Direction: Rename "door handle" to "door latch" in the stretch of records from the line containing "Each instance of the dashed" through the line containing "x=519, y=50", and return only those lines with everything else unchanged.

Data entries:
----------

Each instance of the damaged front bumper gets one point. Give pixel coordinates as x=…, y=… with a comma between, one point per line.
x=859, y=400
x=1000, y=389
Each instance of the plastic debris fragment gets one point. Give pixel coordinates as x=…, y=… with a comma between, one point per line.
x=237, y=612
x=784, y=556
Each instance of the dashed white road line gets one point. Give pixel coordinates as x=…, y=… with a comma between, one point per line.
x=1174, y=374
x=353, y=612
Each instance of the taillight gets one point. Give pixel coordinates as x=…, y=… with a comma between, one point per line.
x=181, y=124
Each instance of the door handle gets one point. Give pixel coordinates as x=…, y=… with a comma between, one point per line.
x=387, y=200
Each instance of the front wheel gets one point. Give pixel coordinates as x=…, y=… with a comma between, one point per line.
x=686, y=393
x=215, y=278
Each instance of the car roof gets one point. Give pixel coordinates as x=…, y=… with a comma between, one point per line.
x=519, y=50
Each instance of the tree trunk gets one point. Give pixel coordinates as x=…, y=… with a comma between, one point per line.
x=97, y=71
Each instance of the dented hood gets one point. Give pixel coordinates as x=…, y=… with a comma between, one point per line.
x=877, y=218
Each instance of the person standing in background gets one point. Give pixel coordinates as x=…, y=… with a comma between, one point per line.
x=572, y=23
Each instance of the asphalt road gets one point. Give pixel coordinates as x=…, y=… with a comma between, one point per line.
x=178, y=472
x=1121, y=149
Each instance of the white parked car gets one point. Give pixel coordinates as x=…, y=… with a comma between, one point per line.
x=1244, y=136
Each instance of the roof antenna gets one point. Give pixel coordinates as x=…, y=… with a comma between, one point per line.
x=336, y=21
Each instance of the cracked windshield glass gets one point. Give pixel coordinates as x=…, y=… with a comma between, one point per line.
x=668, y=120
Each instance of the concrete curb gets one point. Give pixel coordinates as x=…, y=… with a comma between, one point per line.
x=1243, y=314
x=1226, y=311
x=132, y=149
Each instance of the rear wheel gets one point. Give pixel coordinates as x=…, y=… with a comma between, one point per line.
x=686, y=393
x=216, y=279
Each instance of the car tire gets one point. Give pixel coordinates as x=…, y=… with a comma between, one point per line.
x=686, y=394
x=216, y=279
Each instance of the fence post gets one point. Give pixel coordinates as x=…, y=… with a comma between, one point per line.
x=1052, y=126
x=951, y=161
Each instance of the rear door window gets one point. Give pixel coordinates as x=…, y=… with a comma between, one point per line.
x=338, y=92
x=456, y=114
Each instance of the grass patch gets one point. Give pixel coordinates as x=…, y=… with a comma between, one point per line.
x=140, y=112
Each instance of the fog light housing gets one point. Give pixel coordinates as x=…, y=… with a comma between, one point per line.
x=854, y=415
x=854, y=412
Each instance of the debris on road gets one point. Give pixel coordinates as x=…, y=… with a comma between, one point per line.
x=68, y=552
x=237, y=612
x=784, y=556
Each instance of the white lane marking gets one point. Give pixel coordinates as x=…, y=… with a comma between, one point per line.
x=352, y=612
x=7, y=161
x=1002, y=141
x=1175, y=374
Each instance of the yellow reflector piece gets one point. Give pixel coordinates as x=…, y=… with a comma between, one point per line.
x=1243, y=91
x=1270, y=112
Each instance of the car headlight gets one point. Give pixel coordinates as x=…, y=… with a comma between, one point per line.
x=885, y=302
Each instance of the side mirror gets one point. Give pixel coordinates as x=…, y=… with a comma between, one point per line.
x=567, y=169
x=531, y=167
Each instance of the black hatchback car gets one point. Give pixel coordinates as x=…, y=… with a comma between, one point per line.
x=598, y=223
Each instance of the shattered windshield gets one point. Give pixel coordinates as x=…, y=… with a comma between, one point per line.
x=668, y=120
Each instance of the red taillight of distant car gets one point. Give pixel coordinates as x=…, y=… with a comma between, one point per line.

----------

Solved problem:
Each instance of the dashed white road line gets one point. Give pixel coordinates as x=…, y=… with a comma between, one point per line.
x=1174, y=374
x=353, y=612
Each instance of the taillight gets one point. Give pixel coordinates as x=…, y=… with a comma between, one point per line.
x=181, y=124
Each instance of the door latch gets one point. Give pixel coordinates as x=…, y=… with a comma between, one point per line.
x=387, y=200
Each instance of the front wheel gets one point. Give pixel coordinates as x=…, y=… with a comma between, one point per line.
x=686, y=393
x=215, y=278
Each instance of the car roof gets one point. Give pixel coordinates as x=…, y=… with a comma between, one point per line.
x=519, y=50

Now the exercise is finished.